_What needs to be done_:
Could you write out every record below exactly, leaving out any pictures?

Data items

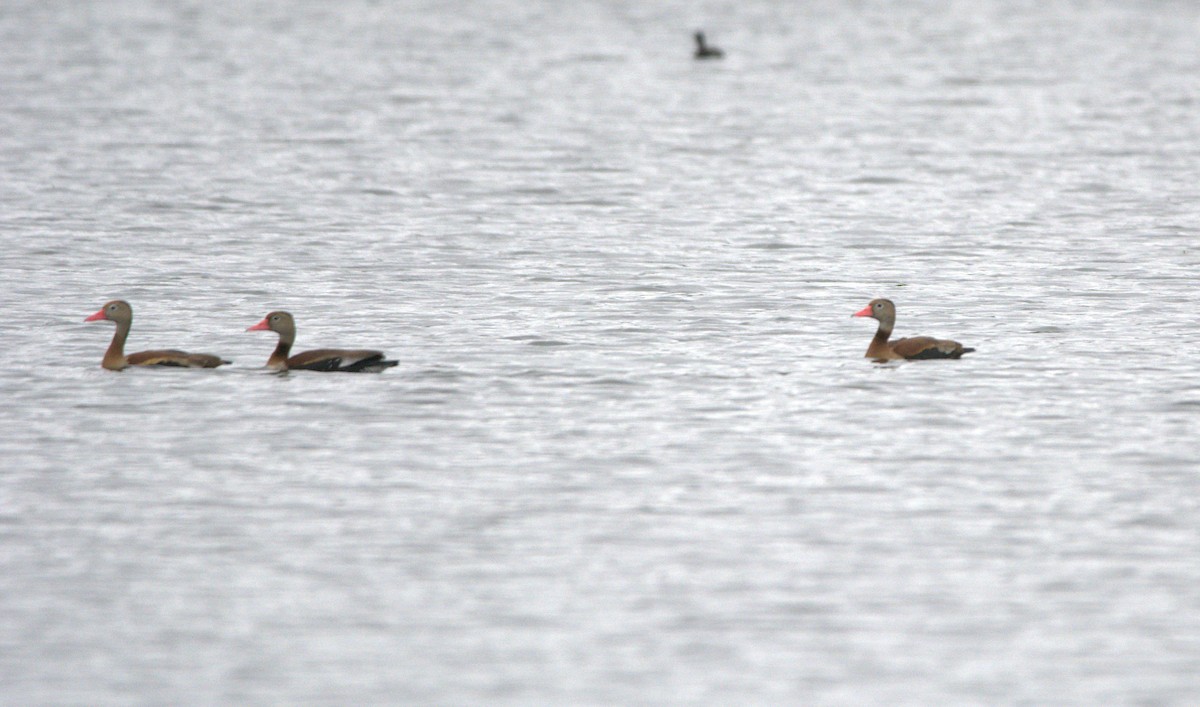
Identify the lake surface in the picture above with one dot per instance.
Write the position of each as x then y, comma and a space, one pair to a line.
633, 453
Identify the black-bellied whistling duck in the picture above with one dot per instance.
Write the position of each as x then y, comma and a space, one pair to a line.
318, 359
703, 51
121, 313
915, 348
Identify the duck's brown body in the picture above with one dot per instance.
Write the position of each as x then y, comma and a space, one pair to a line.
351, 360
703, 51
121, 313
913, 348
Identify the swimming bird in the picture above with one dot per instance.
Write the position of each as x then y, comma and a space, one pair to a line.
703, 51
121, 313
318, 359
915, 348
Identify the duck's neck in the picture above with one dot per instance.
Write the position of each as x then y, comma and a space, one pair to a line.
279, 359
114, 358
880, 343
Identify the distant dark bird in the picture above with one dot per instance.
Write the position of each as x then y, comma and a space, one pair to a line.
918, 347
319, 359
703, 51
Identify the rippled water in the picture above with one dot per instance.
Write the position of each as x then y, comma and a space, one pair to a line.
633, 451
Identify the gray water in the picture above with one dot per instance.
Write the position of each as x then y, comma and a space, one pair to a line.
633, 451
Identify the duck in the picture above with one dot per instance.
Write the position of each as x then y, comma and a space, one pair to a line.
703, 51
121, 313
913, 348
318, 359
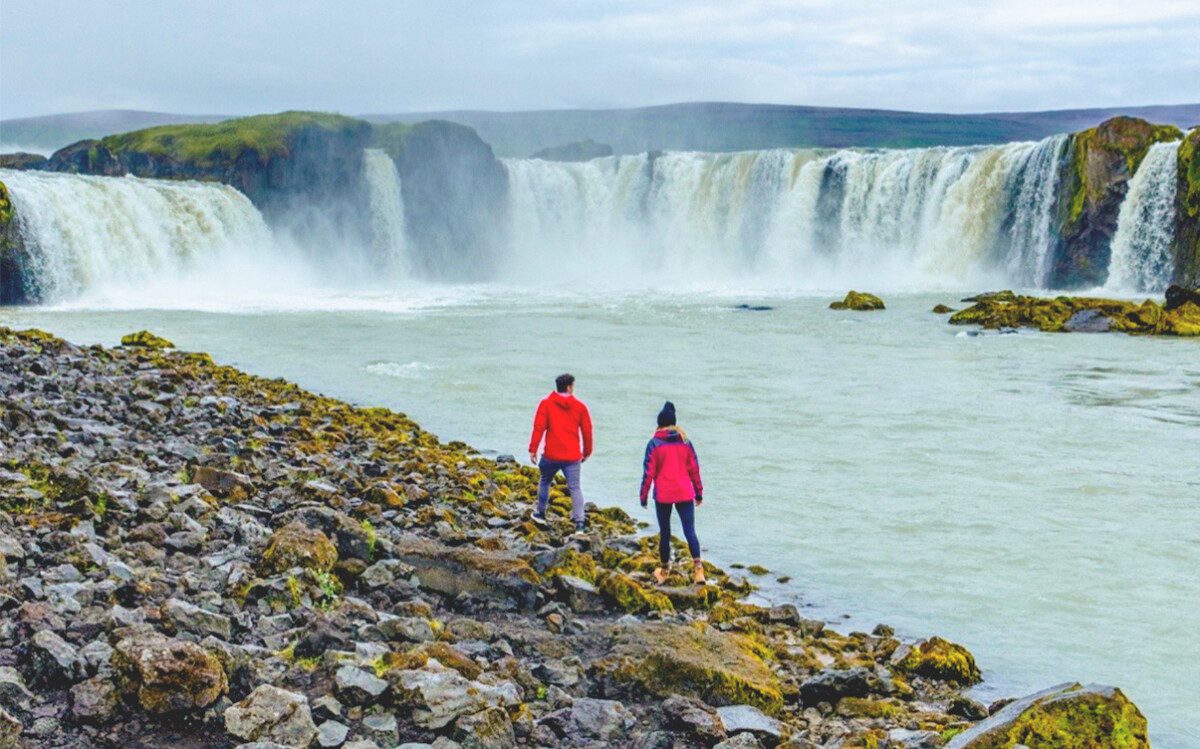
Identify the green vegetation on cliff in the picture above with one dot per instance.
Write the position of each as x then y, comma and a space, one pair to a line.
268, 135
1128, 138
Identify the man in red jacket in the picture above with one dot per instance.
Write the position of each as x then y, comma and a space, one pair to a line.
565, 423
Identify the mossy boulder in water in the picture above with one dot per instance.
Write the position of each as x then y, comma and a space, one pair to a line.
145, 340
295, 545
1101, 162
1065, 717
693, 660
939, 659
1081, 315
858, 300
1186, 246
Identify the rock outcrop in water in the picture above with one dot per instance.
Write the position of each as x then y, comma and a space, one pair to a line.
12, 253
286, 163
580, 150
1096, 174
1006, 310
1186, 249
196, 557
455, 196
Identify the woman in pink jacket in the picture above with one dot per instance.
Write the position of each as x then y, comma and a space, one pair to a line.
671, 466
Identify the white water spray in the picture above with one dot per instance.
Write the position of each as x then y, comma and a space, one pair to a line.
388, 226
88, 232
793, 217
1141, 247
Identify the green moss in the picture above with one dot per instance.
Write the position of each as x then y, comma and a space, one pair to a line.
145, 339
267, 135
696, 660
631, 597
942, 660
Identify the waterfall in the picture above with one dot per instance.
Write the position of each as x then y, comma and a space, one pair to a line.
87, 232
942, 215
387, 203
1141, 247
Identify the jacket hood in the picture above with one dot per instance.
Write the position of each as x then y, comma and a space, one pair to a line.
563, 400
671, 433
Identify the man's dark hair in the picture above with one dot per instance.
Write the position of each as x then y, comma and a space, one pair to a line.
563, 382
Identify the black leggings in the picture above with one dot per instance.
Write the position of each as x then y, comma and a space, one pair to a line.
688, 517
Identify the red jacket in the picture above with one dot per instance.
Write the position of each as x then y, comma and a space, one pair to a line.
563, 419
672, 467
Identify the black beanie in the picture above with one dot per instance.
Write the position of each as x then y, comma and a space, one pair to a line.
666, 417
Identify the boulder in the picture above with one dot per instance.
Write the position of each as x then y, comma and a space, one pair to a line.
693, 660
833, 684
861, 301
747, 718
472, 573
185, 617
165, 675
1063, 717
295, 545
695, 718
274, 714
490, 729
358, 687
939, 659
94, 701
437, 696
54, 659
1177, 297
144, 339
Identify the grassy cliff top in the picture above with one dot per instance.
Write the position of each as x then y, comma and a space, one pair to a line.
269, 135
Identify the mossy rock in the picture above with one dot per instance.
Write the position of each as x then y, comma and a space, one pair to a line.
693, 660
1065, 717
297, 545
939, 659
144, 339
861, 301
629, 595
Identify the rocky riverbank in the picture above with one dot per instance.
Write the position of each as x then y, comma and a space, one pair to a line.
191, 556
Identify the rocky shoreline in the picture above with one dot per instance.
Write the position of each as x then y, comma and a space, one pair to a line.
191, 556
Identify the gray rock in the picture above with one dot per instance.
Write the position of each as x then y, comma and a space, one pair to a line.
489, 729
275, 714
55, 660
741, 741
694, 717
187, 617
331, 733
94, 701
739, 718
833, 684
580, 594
357, 687
439, 695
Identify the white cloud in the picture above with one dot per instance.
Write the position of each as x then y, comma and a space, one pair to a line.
372, 55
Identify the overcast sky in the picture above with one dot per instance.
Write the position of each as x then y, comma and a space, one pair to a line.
216, 57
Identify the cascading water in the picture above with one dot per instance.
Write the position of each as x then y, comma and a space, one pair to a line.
388, 228
1141, 247
795, 216
87, 232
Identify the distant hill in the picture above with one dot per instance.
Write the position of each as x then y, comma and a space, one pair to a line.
735, 126
53, 131
690, 126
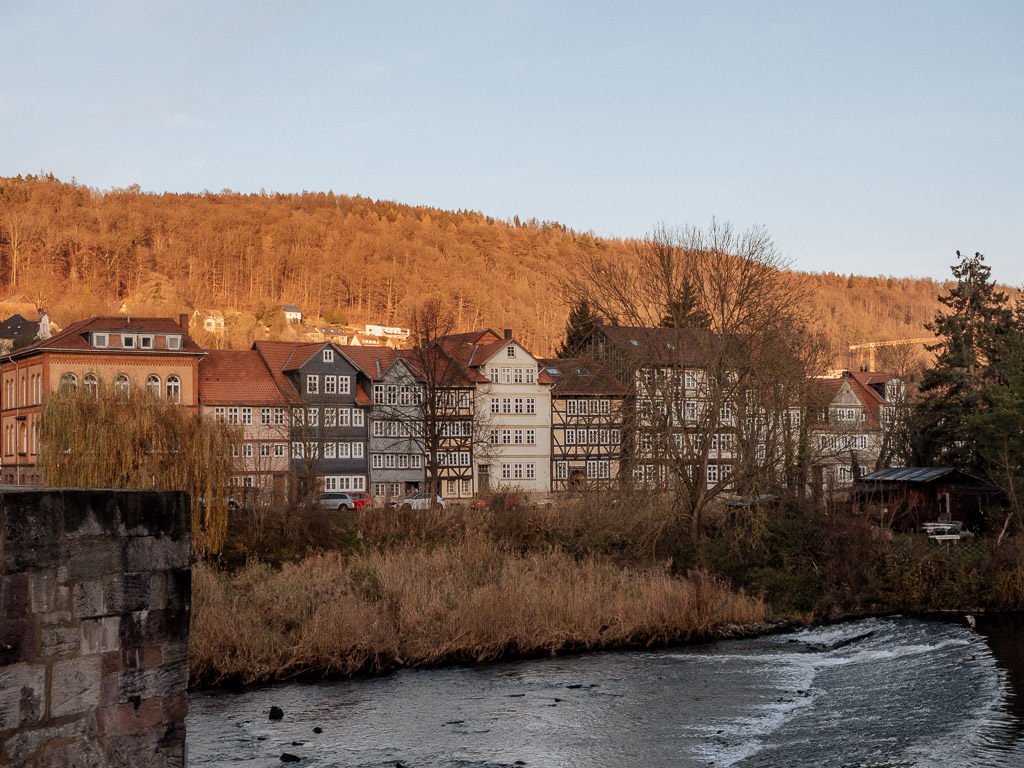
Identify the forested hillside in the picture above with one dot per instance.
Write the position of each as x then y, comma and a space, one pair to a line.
79, 252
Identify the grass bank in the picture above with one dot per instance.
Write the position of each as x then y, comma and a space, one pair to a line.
386, 588
472, 600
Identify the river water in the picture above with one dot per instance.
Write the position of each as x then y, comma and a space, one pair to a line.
893, 691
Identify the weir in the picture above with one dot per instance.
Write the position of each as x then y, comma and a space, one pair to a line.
94, 607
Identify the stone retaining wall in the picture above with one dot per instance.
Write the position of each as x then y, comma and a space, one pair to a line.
94, 601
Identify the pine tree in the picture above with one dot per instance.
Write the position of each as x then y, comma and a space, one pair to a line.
582, 324
973, 340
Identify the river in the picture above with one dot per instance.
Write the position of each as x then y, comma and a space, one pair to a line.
893, 691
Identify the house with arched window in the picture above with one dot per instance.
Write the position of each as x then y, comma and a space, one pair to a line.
132, 356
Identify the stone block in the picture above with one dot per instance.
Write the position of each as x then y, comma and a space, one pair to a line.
32, 528
14, 595
99, 635
87, 599
179, 589
17, 640
58, 641
152, 682
95, 559
175, 708
150, 513
153, 553
91, 513
27, 741
83, 754
42, 590
23, 694
75, 685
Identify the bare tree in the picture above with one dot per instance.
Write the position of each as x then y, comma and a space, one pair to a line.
710, 334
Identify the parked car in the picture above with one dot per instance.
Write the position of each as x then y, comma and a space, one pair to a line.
336, 500
420, 501
361, 499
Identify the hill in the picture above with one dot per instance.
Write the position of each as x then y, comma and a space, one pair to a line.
79, 252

_Solution below_:
Identify the lake surface in the picture above with one dot per instance.
Write the position of each as x then y, comma and a space, one pair to a line.
633, 453
Identify the black-bellied whistling duck in the picture above with one dot per instance.
Write the position of each as x then y, comma and a space, one pair to a line.
318, 359
703, 51
121, 313
915, 348
Identify the duck's brown body in the picture above with one dot per instance.
Write the position of each as x then y, comma and a space, one pair to a line.
351, 360
703, 51
121, 313
913, 348
Identify the swimming bird in the picture above with one dot per instance.
Write the position of each as x then y, comma and a space, one pair to a line.
703, 51
121, 313
318, 359
915, 348
Identify the duck's neck in the picture above with one dot per instance.
Write the position of each as x then y, comma and a space, one pair to a line.
279, 359
114, 358
880, 343
Identify the distant dark bird in the picture above with one dot per instance.
Write the position of each as x then y, comma and a space, one pair to a line.
918, 347
319, 359
703, 51
Identify the rippled water in the picture above with one dot per instance.
Write the position of each as x then y, comma and a space, one pair to a line.
633, 451
Identify the gray water in the picture above with one dot per instance.
Write the position of each as x then y, comma and a space, one pair to a line.
633, 451
Identify the duck in the picture above with one dot per instance.
Write the position of each as x then y, comma and a space, one pair to a line.
703, 51
121, 313
913, 348
318, 359
Identify the green vegetation on cliff in the picture above with one dot per instance.
Write the position of each as x then y, comma and a space, one pair to a line.
268, 135
1128, 138
Identify the man in red jacket in the picture above with one dot per instance.
Write the position of each as x then y, comma and a space, one pair to a line.
565, 423
Identify the mossy boulder in water in the picture above with one dot per instance.
Write the position of each as x then y, comma and a space, one pair to a line.
145, 340
295, 545
1101, 162
1065, 717
693, 660
939, 659
1081, 315
858, 300
1186, 246
Identify the rock outcrop in water in the picture above with one dot per instance.
Write the position of each as x then y, comma and a space, one pair to a line.
12, 253
286, 163
580, 150
1096, 174
1006, 310
1186, 249
196, 557
455, 196
Identify the woman in pink jacket in the picture above with one dot per instance.
Write the position of each as x then y, comma and a space, one pair to a line.
671, 466
Identify the white water spray in the picture above with one dot per instance.
Write the position of each as x then y, comma and a space, one pair to a line.
388, 226
88, 232
793, 217
1141, 247
Identify the green moss in the picture above with one dot per instance.
Write the position of each as x then y, comma and a space, one pair to a line.
145, 339
267, 135
696, 660
631, 597
942, 660
Identify the waterfall in the picture above with one dot per instance.
Write the position of each as x then y, comma and a space, one pair to a line.
87, 232
942, 215
387, 203
1141, 247
Identify the jacket hood in the picture above with one dot per instance.
Write the position of each as x then y, comma and a space, one pair to a line.
563, 400
671, 433
Identify the man's dark hair in the picture above with one dot per instance.
Write the position of each as x then y, comma and a space, one pair to a line.
563, 382
Identify the black leggings in the picture above with one dot per instance.
Write the position of each as x then y, comma and a space, one pair to a line.
688, 517
Identify the red jacket in the picture above with one dot per instance.
Write the position of each as x then y, comma and a space, one pair to a line.
563, 419
672, 467
Identify the black beanie in the picture above with one dot per instance.
Write the position of each as x then y, comma and a space, one pair to a line.
666, 417
Identify the boulder in the picture above with one dot per instance.
Write the position of each as x then y, comma and a space, one pair to a line.
693, 660
833, 684
861, 301
747, 718
472, 573
185, 617
165, 675
1063, 717
295, 545
695, 718
274, 714
490, 729
358, 687
939, 659
94, 701
437, 696
54, 659
1177, 297
144, 339
Identify the grassy cliff top in the picture above with one dot per instance.
Write the position of each as x then y, comma and a space, one pair to a line.
269, 135
Identify the mossy rock in the picture above with one dot per instance.
Write the position of each as x then y, comma and a space, one pair to a line.
693, 660
1065, 717
297, 545
939, 659
144, 339
861, 301
629, 595
Identify the rocky riverbank in the picture above with one dot per instance.
Write the position of each as x then y, comma and a space, one pair to a line.
191, 556
Identify the rocky shoreline in the picture above with one dot per instance.
Write the position of each as x then y, comma and a space, one pair to a line.
191, 556
Identify the gray rock in the picture above with one dot per instance.
Write the position of each as x then y, comma and a space, one pair to a line.
489, 729
275, 714
55, 660
741, 741
694, 717
187, 617
331, 733
94, 701
739, 718
833, 684
580, 594
357, 687
439, 695
Identify the white cloud in the picture above with one dot per instance.
Write the position of each as x then y, comma and a space, one pair to a line.
372, 55
Identify the overcast sky in the picture above with one dot per instance.
Write the position of each as x then y, comma and a space, one pair to a line.
216, 57
Identify the cascading water in the picture above with one dot per instance.
Write the position of each as x then y, comma and a space, one pair to a line.
388, 228
1141, 247
795, 216
87, 232
Identify the distant hill in the picture above with one dot per instance.
Write the position of each as x then y, comma and a space, one pair to a line.
735, 126
53, 131
690, 126
Identify the forested hillside in the picture above with one dot per instance.
Write the position of each as x then y, comma and a space, one pair to a line.
79, 252
Identify the grass bank in the picture above with one dot per instance.
Write the position of each as x then y, comma and a space, one pair to a line.
386, 588
472, 600
Identify the river water in the picture above with one dot per instance.
Write the position of each as x then y, comma and a space, one pair to a line.
893, 691
Identify the weir in the picture above with one dot per instance.
Write the position of each as x then y, comma and a space, one pair to a line.
94, 607
Identify the stone retaining wall in the picture above with one dot per instance.
Write the position of each as x then y, comma and a space, one pair to a line.
94, 601
Identify the pine tree in the picture above with one dot per instance.
Write the position of each as x then y, comma and a space, one pair to a line.
582, 324
973, 340
Identify the river in the picture above with one dot per instance.
Write the position of each as x then y, comma and a space, one pair to a line.
893, 691
Identify the house with arched window in the picture above with one dot per instance.
Write the position of each as x then y, comma and a space, one pair to a line.
132, 356
Identify the stone block in the picture above with one dot per instance.
Write the position of each as x then y, comma and a space, one pair to a line.
32, 528
14, 595
99, 635
87, 599
179, 589
17, 640
58, 641
152, 682
95, 559
175, 708
150, 513
153, 553
91, 513
27, 741
83, 754
42, 590
23, 694
75, 685
Identify the bare tree in the picture above with one dot per instance.
Write the position of each as x then y, comma and a space, one pair to a line.
710, 334
Identify the parked car in the picture above with one dot per instance.
Write the position of each as x then y, comma and a space, one pair to a line.
336, 500
420, 501
361, 499
Identify the hill in the picture above with one dot per instance.
Write the position of each as x then y, comma and a space, one pair to a line.
79, 252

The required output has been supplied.